▸ **Objetivo 1**:
Responda, com base no texto sobre o Nelson Mandela Music Tribute:
(a) Que percentagem das receitas reverte para a Associação Portuguesa de Esclerose Lateral Amiotrófica?
(b) Quanto custa o passe geral?
(c) Em que praia decorre a iniciativa?
▸ **Objetivo 2**: Por favor, retome o texto sobre o Nelson Mandela Music Tribute e prossiga a partir do ponto em que termina.

▸ **Texto apresentado**:
----------

Foi exactamente na data em que nasceu, a 18 de Julho, que, organizado pela Fundação Nelson Mandela, com o apoio da Câmara de Matosinhos e da Embaixada da África do Sul, arrancou o primeiro de três dias de Nelson Mandela Music Tribute, evento solidário cujas receitas revertem na totalidade para a fundação (75%) e para a Associação Portuguesa de Esclerose Lateral Amiotrófica (25%). Antes do evento orçado em 2 milhões de euros começar, a organização esperava aproximadamente 40 mil pessoas. Na abertura terão participado 12 mil. Os bilhetes diários custam 40 euros e o passe geral 100 euros.
Habituado às causas, o activista Bob Geldof, amigo do Nobel da Paz, foi um dos nomes que marcou presença na iniciativa que até sexta-feira decorre na praia do Aterro, em Leça da Palmeira. No primeiro dia também tocaram Cecilia Krull, Calema, Pablo Alborán e Kaiser Chiefs.

----------

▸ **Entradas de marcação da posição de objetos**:
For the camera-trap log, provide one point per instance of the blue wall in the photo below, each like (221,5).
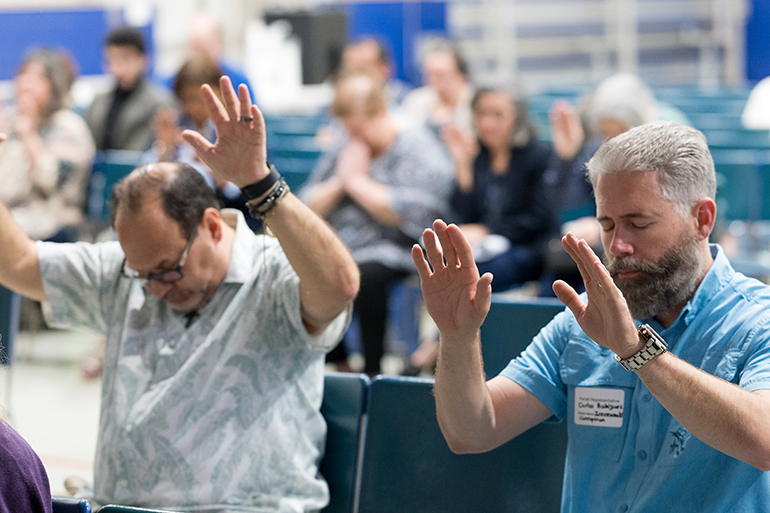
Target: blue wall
(758,41)
(79,31)
(401,25)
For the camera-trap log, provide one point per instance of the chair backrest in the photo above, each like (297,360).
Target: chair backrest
(509,328)
(10,307)
(343,407)
(108,168)
(407,465)
(114,508)
(70,505)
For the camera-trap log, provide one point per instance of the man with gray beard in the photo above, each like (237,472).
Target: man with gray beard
(661,369)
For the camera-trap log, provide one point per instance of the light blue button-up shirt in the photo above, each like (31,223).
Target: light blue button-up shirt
(626,453)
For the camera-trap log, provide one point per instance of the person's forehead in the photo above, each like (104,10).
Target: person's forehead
(148,236)
(636,193)
(440,61)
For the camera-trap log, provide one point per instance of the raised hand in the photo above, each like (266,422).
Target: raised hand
(463,148)
(605,317)
(165,124)
(239,154)
(27,115)
(353,162)
(456,297)
(567,134)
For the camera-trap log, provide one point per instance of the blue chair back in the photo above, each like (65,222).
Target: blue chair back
(509,328)
(408,467)
(109,168)
(114,508)
(738,139)
(292,124)
(343,407)
(10,307)
(70,505)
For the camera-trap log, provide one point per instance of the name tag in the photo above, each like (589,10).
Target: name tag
(601,407)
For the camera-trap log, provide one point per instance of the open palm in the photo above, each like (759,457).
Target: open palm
(239,154)
(456,297)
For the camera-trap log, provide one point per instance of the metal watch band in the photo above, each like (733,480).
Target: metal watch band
(256,190)
(655,345)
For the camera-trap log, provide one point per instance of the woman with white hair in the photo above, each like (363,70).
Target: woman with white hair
(45,162)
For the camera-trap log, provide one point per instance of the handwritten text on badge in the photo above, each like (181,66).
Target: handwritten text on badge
(602,407)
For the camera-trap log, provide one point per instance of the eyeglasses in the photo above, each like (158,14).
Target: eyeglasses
(172,276)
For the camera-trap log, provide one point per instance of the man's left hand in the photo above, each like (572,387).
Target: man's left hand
(239,154)
(605,317)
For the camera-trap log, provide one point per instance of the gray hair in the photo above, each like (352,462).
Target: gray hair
(624,98)
(59,71)
(182,190)
(524,130)
(678,153)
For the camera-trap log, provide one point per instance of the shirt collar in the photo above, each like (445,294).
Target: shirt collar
(716,278)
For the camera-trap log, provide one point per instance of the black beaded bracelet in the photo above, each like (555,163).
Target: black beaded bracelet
(256,190)
(265,207)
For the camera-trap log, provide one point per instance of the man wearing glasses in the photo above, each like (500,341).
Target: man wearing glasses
(216,337)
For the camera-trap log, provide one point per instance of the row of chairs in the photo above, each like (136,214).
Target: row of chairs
(385,452)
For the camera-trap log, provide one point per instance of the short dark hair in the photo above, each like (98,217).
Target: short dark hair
(383,55)
(182,190)
(196,72)
(127,36)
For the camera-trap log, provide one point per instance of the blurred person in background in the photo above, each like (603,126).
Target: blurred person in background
(205,41)
(499,201)
(45,161)
(121,119)
(23,480)
(619,103)
(193,114)
(378,188)
(446,96)
(371,55)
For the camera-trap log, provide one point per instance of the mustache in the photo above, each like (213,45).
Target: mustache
(618,264)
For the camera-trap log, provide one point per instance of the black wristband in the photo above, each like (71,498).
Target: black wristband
(256,190)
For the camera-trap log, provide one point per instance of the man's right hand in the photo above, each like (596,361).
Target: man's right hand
(456,297)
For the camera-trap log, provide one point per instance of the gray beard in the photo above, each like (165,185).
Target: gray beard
(664,283)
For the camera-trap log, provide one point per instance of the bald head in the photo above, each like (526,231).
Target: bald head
(182,191)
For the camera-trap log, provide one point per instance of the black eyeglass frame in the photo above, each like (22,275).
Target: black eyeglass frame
(171,276)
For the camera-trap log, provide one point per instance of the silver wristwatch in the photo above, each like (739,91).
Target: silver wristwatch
(655,345)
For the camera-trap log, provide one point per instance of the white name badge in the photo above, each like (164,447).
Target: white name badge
(602,407)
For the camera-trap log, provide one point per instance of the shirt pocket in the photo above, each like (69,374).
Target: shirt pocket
(592,371)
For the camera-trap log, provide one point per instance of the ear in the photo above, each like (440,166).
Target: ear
(212,223)
(705,212)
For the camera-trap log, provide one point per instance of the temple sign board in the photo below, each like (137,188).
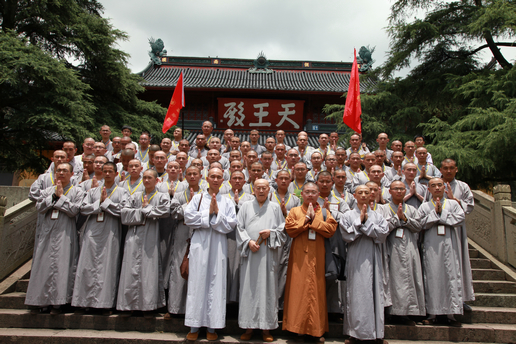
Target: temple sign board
(246,113)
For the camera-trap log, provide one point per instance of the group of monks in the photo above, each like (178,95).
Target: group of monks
(140,226)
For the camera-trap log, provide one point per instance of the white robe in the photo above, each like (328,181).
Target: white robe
(442,258)
(233,285)
(206,296)
(404,262)
(291,201)
(141,277)
(177,285)
(258,307)
(56,248)
(364,317)
(96,280)
(463,193)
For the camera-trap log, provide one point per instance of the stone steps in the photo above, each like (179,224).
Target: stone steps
(15,300)
(485,333)
(34,336)
(21,285)
(480,263)
(488,275)
(504,287)
(478,332)
(494,300)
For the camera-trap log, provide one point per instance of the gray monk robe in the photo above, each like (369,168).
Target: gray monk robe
(364,316)
(291,201)
(442,259)
(44,181)
(96,280)
(141,276)
(404,262)
(233,286)
(462,192)
(177,285)
(56,248)
(335,291)
(206,296)
(167,228)
(258,270)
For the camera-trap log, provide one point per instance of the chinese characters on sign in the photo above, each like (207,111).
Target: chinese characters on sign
(243,113)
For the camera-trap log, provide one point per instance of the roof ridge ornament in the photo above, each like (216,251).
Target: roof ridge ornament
(157,53)
(261,65)
(364,58)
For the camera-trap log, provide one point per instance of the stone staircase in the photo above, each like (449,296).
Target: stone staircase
(492,320)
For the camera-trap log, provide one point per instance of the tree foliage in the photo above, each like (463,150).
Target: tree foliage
(464,106)
(62,73)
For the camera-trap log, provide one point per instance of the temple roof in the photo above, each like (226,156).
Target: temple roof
(218,73)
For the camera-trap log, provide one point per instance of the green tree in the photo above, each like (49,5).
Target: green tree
(464,106)
(61,74)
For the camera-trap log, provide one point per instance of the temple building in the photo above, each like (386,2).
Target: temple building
(245,94)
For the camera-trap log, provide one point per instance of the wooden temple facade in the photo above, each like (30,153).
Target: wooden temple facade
(245,94)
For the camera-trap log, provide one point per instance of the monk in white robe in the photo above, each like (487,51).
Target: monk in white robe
(461,193)
(96,280)
(141,277)
(212,216)
(442,259)
(364,230)
(404,262)
(56,247)
(286,201)
(238,196)
(177,285)
(259,220)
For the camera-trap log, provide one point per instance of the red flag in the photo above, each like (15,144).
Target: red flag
(353,109)
(176,104)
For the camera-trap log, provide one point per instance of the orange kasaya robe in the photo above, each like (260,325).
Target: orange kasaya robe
(305,310)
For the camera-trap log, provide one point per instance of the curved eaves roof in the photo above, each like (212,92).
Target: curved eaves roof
(279,80)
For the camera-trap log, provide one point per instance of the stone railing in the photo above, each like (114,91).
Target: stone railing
(17,228)
(492,224)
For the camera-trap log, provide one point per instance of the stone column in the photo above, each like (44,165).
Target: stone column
(502,196)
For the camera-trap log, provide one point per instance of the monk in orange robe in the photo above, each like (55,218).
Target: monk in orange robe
(305,310)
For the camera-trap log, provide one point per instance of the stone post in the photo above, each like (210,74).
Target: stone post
(502,196)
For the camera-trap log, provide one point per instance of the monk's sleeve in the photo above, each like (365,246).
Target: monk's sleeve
(242,237)
(325,228)
(131,214)
(277,236)
(112,208)
(452,214)
(294,223)
(89,205)
(225,220)
(197,219)
(349,225)
(71,206)
(175,208)
(413,223)
(428,216)
(159,210)
(467,201)
(375,227)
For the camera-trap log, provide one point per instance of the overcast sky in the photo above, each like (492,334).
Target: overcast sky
(284,29)
(323,30)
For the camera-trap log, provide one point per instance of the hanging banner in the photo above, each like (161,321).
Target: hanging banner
(274,114)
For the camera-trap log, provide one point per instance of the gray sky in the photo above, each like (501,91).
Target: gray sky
(324,30)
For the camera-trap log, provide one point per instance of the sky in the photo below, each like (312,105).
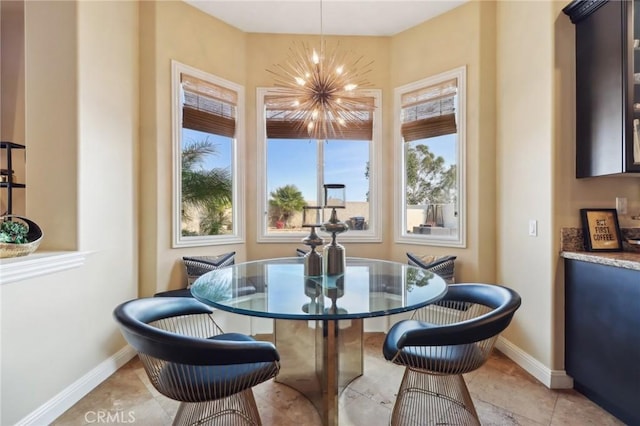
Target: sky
(293,161)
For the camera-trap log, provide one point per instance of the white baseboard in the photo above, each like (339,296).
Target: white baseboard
(52,409)
(553,379)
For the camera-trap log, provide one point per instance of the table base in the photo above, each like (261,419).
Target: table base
(319,359)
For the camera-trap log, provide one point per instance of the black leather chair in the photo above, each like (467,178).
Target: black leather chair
(441,265)
(441,343)
(188,358)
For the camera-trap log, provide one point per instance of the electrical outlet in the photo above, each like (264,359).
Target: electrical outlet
(621,205)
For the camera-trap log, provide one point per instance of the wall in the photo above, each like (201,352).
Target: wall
(265,50)
(421,52)
(12,99)
(174,30)
(536,170)
(81,127)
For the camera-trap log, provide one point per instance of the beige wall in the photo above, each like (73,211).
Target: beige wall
(265,50)
(536,169)
(172,30)
(100,159)
(12,99)
(82,131)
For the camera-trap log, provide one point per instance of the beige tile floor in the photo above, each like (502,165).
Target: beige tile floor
(503,393)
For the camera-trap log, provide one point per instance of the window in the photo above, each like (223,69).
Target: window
(207,124)
(430,143)
(293,170)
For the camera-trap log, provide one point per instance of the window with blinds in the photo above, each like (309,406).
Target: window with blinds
(429,111)
(207,120)
(430,143)
(287,123)
(293,169)
(208,107)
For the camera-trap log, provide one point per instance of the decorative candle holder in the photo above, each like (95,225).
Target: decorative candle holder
(333,254)
(313,259)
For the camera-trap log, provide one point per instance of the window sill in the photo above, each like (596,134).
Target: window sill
(42,263)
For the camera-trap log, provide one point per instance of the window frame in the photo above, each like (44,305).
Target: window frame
(178,240)
(373,233)
(400,229)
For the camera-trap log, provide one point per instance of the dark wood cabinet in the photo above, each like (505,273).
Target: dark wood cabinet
(8,182)
(607,86)
(602,336)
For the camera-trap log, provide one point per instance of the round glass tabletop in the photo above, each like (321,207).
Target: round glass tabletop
(278,288)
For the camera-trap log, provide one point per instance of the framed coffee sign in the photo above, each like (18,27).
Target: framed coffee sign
(601,229)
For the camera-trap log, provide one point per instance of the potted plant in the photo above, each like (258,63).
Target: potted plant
(18,237)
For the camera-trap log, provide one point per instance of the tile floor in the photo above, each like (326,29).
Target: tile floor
(504,394)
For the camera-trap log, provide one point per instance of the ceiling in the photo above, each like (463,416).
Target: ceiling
(339,17)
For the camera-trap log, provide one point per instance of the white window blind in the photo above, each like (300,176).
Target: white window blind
(285,123)
(208,107)
(429,112)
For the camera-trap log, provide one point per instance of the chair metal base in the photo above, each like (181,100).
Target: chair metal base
(428,399)
(238,409)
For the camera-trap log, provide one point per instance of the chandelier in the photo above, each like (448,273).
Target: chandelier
(317,89)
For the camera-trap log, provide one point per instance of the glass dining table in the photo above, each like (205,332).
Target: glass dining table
(318,320)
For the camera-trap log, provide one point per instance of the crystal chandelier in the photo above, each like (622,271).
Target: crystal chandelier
(317,90)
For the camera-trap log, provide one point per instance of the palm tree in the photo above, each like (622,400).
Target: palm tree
(287,200)
(207,191)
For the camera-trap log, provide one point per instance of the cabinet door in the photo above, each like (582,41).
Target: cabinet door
(602,336)
(607,90)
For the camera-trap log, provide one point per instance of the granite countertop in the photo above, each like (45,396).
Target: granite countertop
(572,247)
(622,259)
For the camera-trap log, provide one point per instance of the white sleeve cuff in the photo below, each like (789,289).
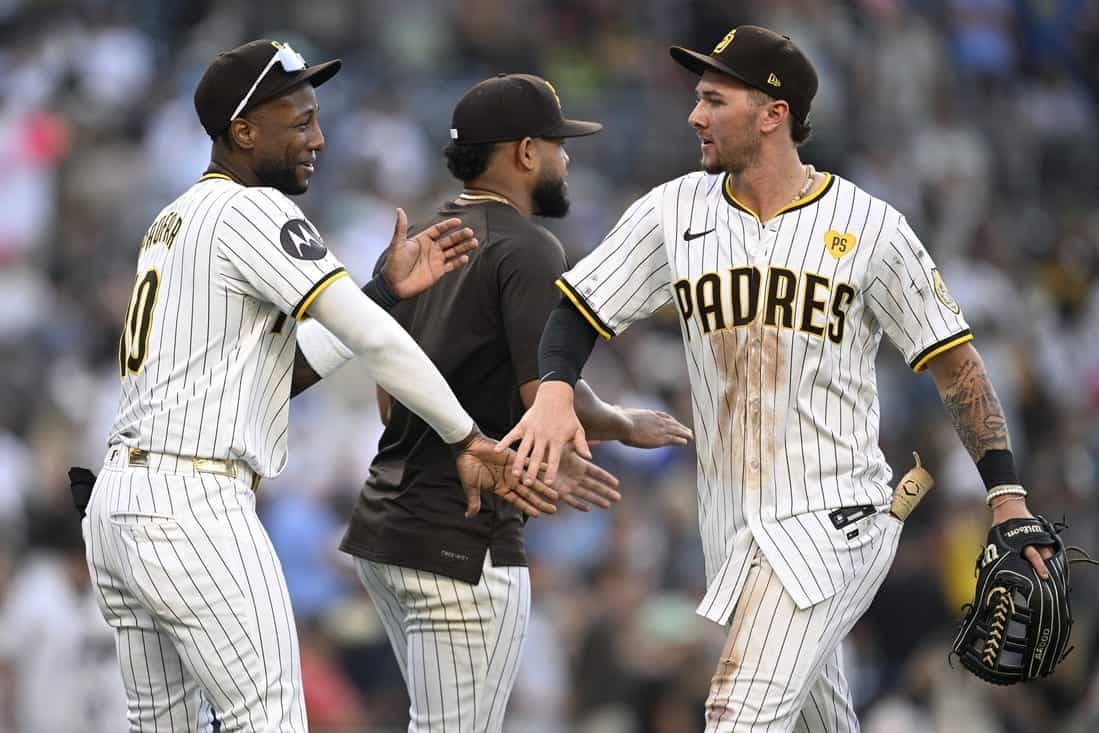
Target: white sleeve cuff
(321,348)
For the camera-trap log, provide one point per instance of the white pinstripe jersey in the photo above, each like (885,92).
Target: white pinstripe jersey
(207,350)
(781,323)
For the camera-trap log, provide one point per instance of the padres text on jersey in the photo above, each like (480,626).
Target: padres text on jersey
(780,322)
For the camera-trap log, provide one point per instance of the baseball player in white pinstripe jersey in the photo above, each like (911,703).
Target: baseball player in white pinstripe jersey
(785,278)
(185,572)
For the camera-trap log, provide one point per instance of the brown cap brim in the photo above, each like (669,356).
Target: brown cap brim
(574,129)
(317,75)
(700,63)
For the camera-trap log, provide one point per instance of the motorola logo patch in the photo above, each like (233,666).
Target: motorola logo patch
(301,241)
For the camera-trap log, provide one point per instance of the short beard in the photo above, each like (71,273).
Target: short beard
(737,160)
(550,198)
(280,178)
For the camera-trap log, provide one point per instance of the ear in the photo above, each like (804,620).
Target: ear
(775,114)
(526,155)
(243,133)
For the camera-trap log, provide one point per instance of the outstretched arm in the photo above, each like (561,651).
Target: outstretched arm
(400,367)
(634,426)
(565,409)
(409,267)
(978,418)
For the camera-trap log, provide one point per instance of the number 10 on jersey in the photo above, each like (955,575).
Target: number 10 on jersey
(133,343)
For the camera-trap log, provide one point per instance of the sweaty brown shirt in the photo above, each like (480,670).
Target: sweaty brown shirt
(480,325)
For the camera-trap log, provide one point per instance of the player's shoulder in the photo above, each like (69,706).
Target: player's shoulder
(250,200)
(689,186)
(859,199)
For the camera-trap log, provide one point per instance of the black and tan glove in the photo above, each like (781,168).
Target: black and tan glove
(1018,626)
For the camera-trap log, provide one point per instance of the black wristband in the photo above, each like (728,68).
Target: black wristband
(997,468)
(379,291)
(566,344)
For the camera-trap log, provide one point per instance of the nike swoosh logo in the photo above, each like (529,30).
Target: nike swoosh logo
(688,235)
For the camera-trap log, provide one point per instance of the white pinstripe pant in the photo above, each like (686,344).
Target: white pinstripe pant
(781,668)
(457,645)
(190,582)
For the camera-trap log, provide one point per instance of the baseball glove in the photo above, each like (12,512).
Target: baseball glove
(1017,628)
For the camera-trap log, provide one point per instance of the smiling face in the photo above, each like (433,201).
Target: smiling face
(729,123)
(286,137)
(550,195)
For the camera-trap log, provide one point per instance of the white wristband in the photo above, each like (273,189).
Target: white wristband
(321,348)
(1005,490)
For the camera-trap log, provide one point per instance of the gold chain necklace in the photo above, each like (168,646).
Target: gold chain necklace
(466,196)
(810,171)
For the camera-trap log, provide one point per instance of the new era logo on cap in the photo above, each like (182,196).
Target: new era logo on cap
(763,59)
(512,107)
(250,75)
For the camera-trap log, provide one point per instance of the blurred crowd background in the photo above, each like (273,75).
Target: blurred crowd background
(975,118)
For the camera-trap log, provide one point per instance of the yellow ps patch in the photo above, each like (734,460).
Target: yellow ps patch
(554,90)
(942,292)
(839,243)
(724,42)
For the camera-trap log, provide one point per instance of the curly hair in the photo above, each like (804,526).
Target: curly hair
(800,132)
(468,162)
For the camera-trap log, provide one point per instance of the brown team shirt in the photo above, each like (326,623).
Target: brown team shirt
(480,325)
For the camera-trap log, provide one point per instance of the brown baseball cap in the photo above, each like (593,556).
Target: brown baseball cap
(512,107)
(762,59)
(239,79)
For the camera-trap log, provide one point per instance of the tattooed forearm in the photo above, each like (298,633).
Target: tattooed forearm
(974,408)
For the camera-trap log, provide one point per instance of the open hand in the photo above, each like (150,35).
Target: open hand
(411,266)
(543,432)
(651,429)
(581,484)
(484,466)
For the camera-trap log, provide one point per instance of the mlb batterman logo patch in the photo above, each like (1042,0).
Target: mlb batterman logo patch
(942,292)
(839,243)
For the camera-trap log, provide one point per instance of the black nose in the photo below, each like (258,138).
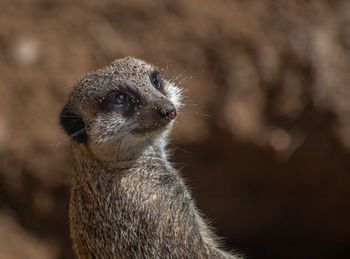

----------

▸ **Resposta escrita 1**:
(a) 25%.
(b) 100 euros.
(c) Na praia do Aterro, em Leça da Palmeira.

▸ **Resposta escrita 2**:
São nomes de nacionalidades e géneros musicais diferentes. Todos couberam no mesmo recinto e serviram os gostos distintos do público diverso que por lá passou.
A madrilena Cecilia Krull, que recentemente ficou conhecida por assinar o tema de abertura da série Casa de Papel abriu o palco ao final da tarde. Soul a piscar o olho a um R&B com base electrónica. My life is going on valeu-lhe para conseguir a atenção ainda do pouco público que àquela hora estava frente ao palco. Tiveram de ouvir o tema em dose dupla, à segunda remixado.
Além do sucesso catapultado pela série espanhola, ainda não tem material suficiente para segurar um set. Preencheu-o com mais meia dúzia de originais e recorrendo a versões. Tocou Wicked game, de Chris Isaak, e This is what it feels like, de Banks, antes de os Calema entrarem em palco para representarem a kizomba feita em São Tomé e Príncipe, numa versão mais épica e rock suportada em teclados e guitarras distorcidas.
São dois irmãos as figuras de proa que conduzem as vocalizações. Durante a actuação referem Mandela como o símbolo que lhes terá proporcionado, a partir do país de origem, onde teriam “90 % de hipóteses de falhar”, conseguir ter vingado numa carreira dentro da área que escolheram.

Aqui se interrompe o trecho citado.